Text excerpt:
This is an excellent opportunity to practice grass roots skepticism. Ask yourself: By what mechanism is this supposed to work? How does the proposed mechanism align with what we know about science, biology, physics, etc.? Also, you may be interested to know that in some countries, Power Balance must state that they have no actual scientific backing for their claims. The Placebo band is just as effective, and much cheaper.
What sort of demo was done at the expo? Was it Applied Kinesiology by any chance? That is a well known bit of deliberate deception.
A quote from the first link (EMPHASIS MINE):
Power Balance bracelets promise to improve balance, strength and flexibility and feature some lofty endorsers: Shaquille O’Neal, Drew Brees and Nicole Branagh, an Olympian from the University of Minnesota. Yet the maker of the $30 bracelets admitted this week that there’s no scientific evidence that the things actually work.
The producers of Power Balance bracelets have sold them by the millions around the globe. They adorn the celebrity wrists of Robert de Niro and Kate Middleton, among others. The hologram-embedded rubbery bracelets “work with your body’s natural energy field” in ways similar to “concepts behind many Eastern philosophies,” the Power Balance website explains.
These claims got the attention of the Australian Competition and Consumer Commission, which compelled Power Balance to issue a letter that was published in various media outlets Down Under.
“We admit that there is no credible scientific evidence that supports our claims,” the company wrote. “Therefore we engaged in misleading conduct.”

Data shown:
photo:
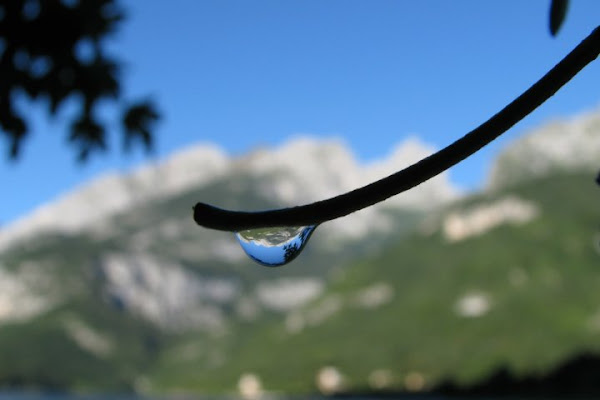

Directions:
1 > Using the Power Balance post, decide whether each statement agrees with it. Answer yes or no for each, and quote the deciding words.
(a) The bracelets sell for $30.
(b) The Australian Competition and Consumer Commission made Power Balance issue a letter.
(c) Nicole Branagh is an Olympian from the University of Michigan.
2 > According to the Power Balance post, which two celebrities wear the bracelets?
3 > Rewrite the part of the Power Balance post starting at "The producers of" and ending at "Balance website explains.", replacing "millions" with "thousands".

Task-by-task outputs:
1 >
(a) Yes: "the maker of the $30 bracelets"
(b) Yes: "the Australian Competition and Consumer Commission, which compelled Power Balance to issue a letter"
(c) No: "Nicole Branagh, an Olympian from the University of Minnesota"

2 > Robert de Niro and Kate Middleton.

3 >
The producers of Power Balance bracelets have sold them by the thousands around the globe. They adorn the celebrity wrists of Robert de Niro and Kate Middleton, among others. The hologram-embedded rubbery bracelets “work with your body’s natural energy field” in ways similar to “concepts behind many Eastern philosophies,” the Power Balance website explains.